> TASK GOAL
Wherever the string "dress" appears in the listing, copy that line.

------ DATASET RECORDS ------

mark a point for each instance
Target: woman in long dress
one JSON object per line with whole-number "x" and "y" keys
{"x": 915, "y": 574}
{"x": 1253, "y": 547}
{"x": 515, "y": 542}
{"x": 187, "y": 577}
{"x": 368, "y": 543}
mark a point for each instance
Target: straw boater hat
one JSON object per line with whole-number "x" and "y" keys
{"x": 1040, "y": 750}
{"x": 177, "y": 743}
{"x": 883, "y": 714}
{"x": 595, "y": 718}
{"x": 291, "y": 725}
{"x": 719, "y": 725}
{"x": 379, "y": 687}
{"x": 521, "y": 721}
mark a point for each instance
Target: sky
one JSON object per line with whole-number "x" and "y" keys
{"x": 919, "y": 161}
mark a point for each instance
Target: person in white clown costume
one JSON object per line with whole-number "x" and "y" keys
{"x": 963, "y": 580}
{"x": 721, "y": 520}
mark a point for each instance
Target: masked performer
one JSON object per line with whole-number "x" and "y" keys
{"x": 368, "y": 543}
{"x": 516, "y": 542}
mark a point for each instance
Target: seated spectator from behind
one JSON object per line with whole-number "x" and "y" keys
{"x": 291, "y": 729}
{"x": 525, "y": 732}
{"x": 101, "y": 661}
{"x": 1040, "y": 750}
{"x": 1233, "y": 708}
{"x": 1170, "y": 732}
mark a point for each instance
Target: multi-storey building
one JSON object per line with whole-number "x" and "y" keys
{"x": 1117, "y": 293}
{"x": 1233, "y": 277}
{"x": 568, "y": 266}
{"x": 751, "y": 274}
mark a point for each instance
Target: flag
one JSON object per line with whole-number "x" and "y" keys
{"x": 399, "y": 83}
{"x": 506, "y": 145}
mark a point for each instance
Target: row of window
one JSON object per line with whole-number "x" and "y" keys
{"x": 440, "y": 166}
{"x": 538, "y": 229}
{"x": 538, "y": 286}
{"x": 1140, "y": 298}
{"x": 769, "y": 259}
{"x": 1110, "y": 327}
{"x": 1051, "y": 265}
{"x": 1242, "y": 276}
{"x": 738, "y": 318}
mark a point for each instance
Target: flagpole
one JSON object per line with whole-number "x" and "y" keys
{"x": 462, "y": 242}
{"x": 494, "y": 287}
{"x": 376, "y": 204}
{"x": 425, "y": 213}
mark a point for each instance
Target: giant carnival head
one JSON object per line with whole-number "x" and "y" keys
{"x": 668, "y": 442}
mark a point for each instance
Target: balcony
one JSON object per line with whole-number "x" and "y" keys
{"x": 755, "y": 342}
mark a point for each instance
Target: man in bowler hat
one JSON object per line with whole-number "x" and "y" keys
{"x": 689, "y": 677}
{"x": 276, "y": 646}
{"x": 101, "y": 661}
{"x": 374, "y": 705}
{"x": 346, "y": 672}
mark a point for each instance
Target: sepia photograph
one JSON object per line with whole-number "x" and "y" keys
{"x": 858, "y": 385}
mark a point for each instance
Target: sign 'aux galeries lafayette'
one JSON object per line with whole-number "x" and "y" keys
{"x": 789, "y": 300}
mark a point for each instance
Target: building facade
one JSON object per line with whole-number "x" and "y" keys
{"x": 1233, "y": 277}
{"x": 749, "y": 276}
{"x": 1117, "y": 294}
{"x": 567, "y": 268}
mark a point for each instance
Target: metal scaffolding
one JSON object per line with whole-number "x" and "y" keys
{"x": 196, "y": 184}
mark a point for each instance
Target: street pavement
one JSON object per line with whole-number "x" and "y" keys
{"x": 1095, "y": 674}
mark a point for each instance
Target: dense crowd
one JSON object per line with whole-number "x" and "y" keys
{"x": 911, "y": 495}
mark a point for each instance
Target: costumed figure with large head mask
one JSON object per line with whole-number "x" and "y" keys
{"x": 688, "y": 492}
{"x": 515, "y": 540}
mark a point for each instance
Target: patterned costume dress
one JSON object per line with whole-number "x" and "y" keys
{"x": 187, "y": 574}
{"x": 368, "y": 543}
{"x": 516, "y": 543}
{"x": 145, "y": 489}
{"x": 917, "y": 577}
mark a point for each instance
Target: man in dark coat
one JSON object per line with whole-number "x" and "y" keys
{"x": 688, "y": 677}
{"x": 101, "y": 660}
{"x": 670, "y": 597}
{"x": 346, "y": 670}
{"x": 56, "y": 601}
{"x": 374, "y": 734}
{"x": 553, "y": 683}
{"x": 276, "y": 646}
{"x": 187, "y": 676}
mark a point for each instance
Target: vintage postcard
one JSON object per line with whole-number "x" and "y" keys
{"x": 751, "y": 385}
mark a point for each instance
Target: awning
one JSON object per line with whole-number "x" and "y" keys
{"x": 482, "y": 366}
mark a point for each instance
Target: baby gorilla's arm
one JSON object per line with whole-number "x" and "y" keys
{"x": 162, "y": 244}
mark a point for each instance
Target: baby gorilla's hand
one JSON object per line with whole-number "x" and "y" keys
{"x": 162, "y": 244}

------

> RESPONSE TO THIS EXERCISE
Target: woman in long dress
Target: patterned costume dress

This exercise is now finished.